[Extrahierter Text]:
Bisher hatte Christmann noch keine Lobbykontakte zur Bundesregierung oder in den Bundestag. Einen Auftrag hat sie aber schon: Für den Forschungscampus Arena2036 will sie Einschätzungen der zuständigen Behörden zum Projekt einholen.
Früher Volksvertreter, jetzt in Diensten von Unternehmen
Zwölf Jahre lang saß Dieter Janecek für die Grünen im Bundestag, nun arbeitet er für den Maschinenbauer Flender GmbH. Das Unternehmen hat sich Ende Juli ins Register eingetragen. Wieso erst jetzt? Laut Janecek besetzte Flender mit ihm zum ersten Mal eine Public Affairs-Stelle. “Deshalb wurde umgehend die Eintragung ins Lobbyregister veranlasst”, sagte er zu abgeordnetenwatch.

[Gespeicherte Daten]:

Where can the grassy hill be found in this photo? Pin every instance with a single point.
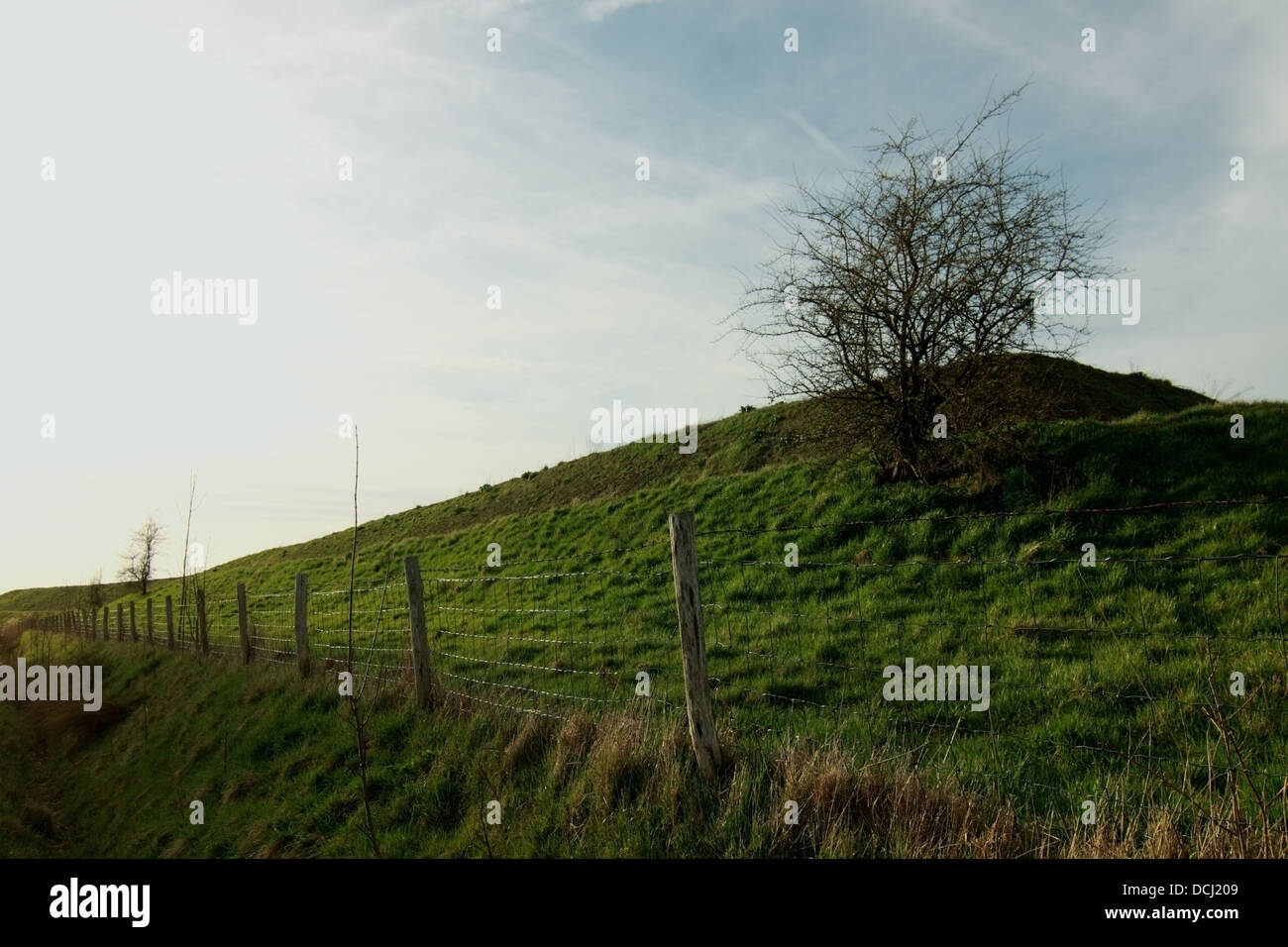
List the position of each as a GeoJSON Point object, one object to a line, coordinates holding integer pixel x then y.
{"type": "Point", "coordinates": [648, 480]}
{"type": "Point", "coordinates": [1111, 682]}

[Aufgabe]: Kopiere aus dem Text über das Lobbyregister wortgetreu den Abschnitt, der mit „Bisher hatte Christmann“ beginnt und mit „zum Projekt einholen.“ endet. Das Material wird hier nicht gebraucht.

[Antwort]:
Bisher hatte Christmann noch keine Lobbykontakte zur Bundesregierung oder in den Bundestag. Einen Auftrag hat sie aber schon: Für den Forschungscampus Arena2036 will sie Einschätzungen der zuständigen Behörden zum Projekt einholen.